**YOUR OBJECTIVE**
Report every line in the material below that contains the string "field", copying each such line in full. Case matters.

[Data entries]
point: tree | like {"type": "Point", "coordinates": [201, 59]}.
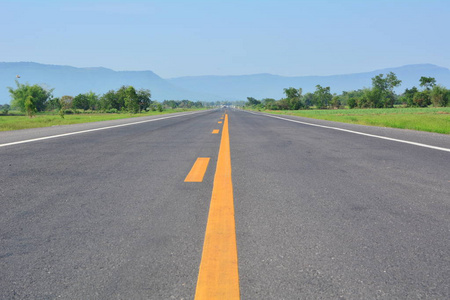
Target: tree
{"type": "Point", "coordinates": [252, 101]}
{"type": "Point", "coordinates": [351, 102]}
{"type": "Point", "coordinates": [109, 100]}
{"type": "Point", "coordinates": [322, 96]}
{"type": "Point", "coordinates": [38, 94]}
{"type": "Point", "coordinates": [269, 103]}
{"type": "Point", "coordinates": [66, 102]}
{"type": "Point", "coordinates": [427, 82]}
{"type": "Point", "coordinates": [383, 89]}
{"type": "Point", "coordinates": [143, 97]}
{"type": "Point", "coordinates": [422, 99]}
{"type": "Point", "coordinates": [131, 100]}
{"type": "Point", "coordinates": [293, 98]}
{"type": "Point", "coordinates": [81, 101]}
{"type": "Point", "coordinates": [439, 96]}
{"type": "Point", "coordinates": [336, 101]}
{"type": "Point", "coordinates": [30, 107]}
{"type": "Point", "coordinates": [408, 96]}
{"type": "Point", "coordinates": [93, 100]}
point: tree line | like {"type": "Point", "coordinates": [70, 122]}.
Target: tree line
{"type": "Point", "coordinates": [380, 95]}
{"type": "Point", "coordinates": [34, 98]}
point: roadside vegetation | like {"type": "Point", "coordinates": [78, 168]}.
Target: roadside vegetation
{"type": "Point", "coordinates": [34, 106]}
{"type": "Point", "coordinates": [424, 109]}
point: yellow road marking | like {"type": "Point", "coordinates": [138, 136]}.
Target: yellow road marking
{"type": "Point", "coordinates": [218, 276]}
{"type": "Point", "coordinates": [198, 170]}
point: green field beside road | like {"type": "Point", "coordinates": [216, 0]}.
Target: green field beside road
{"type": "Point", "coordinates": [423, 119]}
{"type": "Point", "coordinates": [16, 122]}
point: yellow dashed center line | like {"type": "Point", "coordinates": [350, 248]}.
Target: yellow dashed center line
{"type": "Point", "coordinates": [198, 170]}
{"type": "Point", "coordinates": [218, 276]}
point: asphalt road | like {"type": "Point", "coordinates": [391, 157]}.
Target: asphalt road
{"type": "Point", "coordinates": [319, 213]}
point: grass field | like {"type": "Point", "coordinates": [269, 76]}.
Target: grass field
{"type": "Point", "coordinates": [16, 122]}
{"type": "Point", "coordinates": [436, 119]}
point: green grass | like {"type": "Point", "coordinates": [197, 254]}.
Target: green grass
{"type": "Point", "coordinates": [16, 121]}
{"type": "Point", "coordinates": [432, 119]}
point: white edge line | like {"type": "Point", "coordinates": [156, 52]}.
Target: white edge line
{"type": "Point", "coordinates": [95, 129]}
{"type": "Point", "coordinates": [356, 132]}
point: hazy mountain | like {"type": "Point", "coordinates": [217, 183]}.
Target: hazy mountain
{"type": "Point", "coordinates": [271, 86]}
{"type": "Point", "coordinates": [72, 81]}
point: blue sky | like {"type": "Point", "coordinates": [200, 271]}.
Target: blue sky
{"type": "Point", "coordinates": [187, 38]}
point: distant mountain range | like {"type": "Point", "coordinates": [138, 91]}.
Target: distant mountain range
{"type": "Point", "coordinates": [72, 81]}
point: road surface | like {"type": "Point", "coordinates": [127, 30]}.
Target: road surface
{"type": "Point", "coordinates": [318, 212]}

==

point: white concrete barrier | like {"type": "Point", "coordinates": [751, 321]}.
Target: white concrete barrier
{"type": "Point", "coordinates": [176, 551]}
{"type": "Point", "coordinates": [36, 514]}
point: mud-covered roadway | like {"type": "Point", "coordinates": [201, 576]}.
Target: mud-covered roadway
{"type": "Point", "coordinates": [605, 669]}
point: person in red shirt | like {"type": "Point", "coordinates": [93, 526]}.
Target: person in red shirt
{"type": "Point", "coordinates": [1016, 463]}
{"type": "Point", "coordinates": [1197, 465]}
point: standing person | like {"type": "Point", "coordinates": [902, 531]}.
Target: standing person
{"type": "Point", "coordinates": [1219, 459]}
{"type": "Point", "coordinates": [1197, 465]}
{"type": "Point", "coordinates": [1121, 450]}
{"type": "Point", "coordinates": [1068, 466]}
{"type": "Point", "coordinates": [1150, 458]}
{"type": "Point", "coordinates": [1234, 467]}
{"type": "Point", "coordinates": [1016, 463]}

**CORRECT OUTPUT**
point: green field beside road | like {"type": "Point", "coordinates": [216, 0]}.
Target: green field beside road
point: grass field | like {"type": "Point", "coordinates": [269, 76]}.
Target: grass field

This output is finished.